AVAILABLE RECORDS -
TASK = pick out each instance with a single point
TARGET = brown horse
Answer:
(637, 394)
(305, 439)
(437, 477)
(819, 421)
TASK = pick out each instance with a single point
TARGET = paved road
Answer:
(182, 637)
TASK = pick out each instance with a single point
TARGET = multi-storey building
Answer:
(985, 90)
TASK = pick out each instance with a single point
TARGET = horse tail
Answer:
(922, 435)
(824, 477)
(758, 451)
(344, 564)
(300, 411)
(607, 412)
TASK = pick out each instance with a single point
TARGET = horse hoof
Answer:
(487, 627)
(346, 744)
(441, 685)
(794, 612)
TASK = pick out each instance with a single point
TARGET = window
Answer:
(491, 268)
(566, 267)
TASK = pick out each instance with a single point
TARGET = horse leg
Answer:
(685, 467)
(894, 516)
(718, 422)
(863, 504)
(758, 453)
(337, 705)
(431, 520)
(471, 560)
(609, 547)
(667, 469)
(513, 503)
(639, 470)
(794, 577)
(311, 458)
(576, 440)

--

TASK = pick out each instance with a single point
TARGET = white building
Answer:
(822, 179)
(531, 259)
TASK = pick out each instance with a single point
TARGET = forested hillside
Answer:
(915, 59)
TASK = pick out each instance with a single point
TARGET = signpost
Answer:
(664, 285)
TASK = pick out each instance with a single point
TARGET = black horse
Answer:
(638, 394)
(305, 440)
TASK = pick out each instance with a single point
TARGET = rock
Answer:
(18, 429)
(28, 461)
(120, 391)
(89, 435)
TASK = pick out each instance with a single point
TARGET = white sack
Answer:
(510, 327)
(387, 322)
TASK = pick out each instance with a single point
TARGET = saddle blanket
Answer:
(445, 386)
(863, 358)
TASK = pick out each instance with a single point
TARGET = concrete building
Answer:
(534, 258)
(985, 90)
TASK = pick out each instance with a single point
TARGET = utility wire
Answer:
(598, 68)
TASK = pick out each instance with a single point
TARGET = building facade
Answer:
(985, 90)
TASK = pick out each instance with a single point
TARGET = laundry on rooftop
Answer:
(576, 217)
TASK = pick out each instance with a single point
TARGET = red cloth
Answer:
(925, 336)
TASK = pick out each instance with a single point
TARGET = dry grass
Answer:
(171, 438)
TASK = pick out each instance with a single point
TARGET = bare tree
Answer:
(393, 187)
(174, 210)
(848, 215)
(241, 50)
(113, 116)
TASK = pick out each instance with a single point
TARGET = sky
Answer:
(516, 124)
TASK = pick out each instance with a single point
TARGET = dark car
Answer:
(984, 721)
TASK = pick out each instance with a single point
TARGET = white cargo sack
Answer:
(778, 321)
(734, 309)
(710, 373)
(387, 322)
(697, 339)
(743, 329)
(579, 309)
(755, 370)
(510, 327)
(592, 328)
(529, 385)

WRITTEN REQUEST - Filter the data above down to the lines that contain the string "sack", and copy each of those lines. Matching is case-sensitive.

SOLUTION TO THIS PROBLEM -
TARGET = white sack
TARGET = white cargo sack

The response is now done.